**QUOTED PASSAGE**
....

POM. You said the government are moving in two directions, where do you read the ANC? They participated in CODESA. Some people I've talked to say they wanted out of CODESA, they began to realise that they were making agreements that were entrapping them in situations that their supporters would not tolerate and they forced it, offered something that created the deadlock and then the talks moved from deadlock to collapse because they wanted to walk out of the talks altogether. They've had their mass action. They're sitting out there saying Mr de Klerk must give their fourteen demands before they come back to the table. How do you read their strategy? Are they in a weaker position than they were in last May, or a stronger position? Are they forcing the government towards being more accommodating to their point of view or are they really banging their heads against a brick wall?

....

**INFORMATION SUPPLIED**
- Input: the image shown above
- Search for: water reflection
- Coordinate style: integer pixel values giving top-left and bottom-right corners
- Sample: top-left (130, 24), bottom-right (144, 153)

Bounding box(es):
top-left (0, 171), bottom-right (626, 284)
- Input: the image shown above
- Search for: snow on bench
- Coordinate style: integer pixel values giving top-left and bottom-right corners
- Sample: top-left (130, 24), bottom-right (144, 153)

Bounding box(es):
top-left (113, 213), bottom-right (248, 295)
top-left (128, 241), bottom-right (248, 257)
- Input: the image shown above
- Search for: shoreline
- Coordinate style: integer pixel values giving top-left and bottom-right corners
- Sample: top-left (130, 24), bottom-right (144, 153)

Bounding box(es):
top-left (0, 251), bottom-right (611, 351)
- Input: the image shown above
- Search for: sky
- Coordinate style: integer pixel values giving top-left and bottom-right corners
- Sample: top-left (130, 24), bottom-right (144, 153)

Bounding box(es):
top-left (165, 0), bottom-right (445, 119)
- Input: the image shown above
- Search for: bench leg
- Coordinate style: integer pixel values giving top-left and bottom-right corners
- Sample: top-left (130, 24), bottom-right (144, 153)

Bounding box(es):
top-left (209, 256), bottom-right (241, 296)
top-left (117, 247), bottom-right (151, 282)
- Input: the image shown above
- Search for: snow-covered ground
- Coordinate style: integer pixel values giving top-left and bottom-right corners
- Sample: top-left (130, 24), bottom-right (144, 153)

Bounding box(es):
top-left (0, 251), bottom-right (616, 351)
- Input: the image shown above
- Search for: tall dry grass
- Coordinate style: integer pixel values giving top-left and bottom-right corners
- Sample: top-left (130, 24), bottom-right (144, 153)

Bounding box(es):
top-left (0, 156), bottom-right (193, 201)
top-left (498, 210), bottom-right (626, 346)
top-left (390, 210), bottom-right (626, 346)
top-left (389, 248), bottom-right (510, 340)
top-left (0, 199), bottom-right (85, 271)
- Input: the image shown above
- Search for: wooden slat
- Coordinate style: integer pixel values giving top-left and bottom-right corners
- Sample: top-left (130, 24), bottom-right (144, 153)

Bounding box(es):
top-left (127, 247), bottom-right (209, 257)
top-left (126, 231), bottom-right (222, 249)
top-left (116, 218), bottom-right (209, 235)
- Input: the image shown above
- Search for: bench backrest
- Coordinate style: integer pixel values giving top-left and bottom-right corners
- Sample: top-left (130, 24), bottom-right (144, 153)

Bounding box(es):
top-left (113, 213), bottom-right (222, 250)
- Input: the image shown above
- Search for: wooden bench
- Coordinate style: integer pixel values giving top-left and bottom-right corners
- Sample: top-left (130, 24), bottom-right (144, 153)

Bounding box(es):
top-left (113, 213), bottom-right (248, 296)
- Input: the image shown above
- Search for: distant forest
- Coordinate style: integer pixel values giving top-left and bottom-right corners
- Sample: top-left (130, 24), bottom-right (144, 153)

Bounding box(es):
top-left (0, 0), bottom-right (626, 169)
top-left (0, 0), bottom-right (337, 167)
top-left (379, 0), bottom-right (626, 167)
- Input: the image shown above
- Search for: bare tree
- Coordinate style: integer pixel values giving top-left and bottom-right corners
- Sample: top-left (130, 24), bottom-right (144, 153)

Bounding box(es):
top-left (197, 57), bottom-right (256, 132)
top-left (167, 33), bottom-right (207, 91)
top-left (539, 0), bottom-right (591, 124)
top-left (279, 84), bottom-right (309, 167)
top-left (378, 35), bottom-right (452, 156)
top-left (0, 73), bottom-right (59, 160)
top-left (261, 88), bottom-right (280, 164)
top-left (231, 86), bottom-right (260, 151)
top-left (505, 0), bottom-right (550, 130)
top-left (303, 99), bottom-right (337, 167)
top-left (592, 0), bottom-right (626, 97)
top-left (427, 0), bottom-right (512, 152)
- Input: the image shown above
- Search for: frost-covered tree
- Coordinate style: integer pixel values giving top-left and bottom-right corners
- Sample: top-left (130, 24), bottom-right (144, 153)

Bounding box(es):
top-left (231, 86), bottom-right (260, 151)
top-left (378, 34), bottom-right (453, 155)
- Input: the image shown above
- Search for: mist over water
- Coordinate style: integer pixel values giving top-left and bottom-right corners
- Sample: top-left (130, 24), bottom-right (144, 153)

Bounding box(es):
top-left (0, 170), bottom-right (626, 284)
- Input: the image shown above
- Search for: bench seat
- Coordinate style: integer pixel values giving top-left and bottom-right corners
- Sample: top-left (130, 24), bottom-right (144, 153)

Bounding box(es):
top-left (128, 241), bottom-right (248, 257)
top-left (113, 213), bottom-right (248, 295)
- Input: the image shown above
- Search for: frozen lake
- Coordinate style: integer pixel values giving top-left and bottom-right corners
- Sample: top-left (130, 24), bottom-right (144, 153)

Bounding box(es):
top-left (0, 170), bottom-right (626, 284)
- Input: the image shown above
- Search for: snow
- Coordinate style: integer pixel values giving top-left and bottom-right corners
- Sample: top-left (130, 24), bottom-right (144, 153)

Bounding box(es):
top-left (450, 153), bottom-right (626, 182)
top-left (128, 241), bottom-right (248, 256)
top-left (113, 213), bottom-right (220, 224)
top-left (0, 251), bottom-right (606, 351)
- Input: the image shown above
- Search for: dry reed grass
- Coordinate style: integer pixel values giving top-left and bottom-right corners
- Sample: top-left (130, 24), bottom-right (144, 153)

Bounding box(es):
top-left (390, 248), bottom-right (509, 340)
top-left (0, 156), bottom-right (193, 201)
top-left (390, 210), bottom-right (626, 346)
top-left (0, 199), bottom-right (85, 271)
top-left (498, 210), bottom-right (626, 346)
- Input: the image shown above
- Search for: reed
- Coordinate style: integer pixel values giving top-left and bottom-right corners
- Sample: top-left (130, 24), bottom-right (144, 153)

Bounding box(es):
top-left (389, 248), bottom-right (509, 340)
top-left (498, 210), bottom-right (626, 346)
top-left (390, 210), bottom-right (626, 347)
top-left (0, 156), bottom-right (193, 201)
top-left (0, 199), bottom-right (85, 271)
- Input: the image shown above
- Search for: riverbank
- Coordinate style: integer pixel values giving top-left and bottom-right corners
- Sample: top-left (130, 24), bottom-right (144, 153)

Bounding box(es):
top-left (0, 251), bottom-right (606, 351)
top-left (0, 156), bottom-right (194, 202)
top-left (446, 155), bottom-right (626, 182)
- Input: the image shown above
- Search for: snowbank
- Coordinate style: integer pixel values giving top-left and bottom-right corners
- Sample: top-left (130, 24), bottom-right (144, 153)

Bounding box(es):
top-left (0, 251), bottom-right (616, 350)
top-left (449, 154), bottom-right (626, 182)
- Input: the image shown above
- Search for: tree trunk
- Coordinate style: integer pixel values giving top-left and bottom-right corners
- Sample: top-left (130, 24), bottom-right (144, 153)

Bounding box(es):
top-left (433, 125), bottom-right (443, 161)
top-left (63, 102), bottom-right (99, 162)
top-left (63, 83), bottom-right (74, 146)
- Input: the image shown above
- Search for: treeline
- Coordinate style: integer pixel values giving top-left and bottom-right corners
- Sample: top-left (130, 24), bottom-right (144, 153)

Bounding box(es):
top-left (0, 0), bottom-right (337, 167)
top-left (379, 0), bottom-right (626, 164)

....

**SHORT PROBLEM 1**
Return the part of the interview question on the ANC after CODESA from "POM. You said" to "a brick wall?".
**SHORT PROBLEM 2**
Carry the interview question on the ANC after CODESA further, picking up right after its final sentence.
The records are not needed for anything here.

**TASK RESULT 1**
POM. You said the government are moving in two directions, where do you read the ANC? They participated in CODESA. Some people I've talked to say they wanted out of CODESA, they began to realise that they were making agreements that were entrapping them in situations that their supporters would not tolerate and they forced it, offered something that created the deadlock and then the talks moved from deadlock to collapse because they wanted to walk out of the talks altogether. They've had their mass action. They're sitting out there saying Mr de Klerk must give their fourteen demands before they come back to the table. How do you read their strategy? Are they in a weaker position than they were in last May, or a stronger position? Are they forcing the government towards being more accommodating to their point of view or are they really banging their heads against a brick wall?

**TASK RESULT 2**
AT. Personally I think their support from abroad is not quite the same. I think it's less. But that's just a perception. Secondly, I think inside South Africa their sympathy amongst white people is not as much as they would have wished although according to certain polls, about which I have my doubts, they still have a large majority of blacks supporting them. I don't know, because the same poll said that my own party has got only 11% of the support of the white people and that after the referendum and after the 1989 election. But their dilemma might be that while they are still trying to negotiate something to achieve, and I don't think there's any change in their final objective and that is to get control of the power over the whole country and to introduce a government by the people on the basis of one man one vote. They know they could have the majority according to that recipe. It seems to be that there are hard-liners amongst the ANC. Mandela has to keep a certain pose as a negotiator and at the same time making the claims of the more radical.
POM. Where would you read him? Which wing do you think he naturally gravitates to?
AT. I don't know. I don't know. If he doesn't meet certain demands of his more radical wing, well they will replace him because they so firmly believe that in the negotiations or through mass action or through armed struggle or revolution they will be in power. They want to replace Mr de Klerk. They want to replace the white government. I don't think they have any alternative to that in their aspirations. They want the power over the whole of South Africa. If Mandela would settle for less he won't be acceptable.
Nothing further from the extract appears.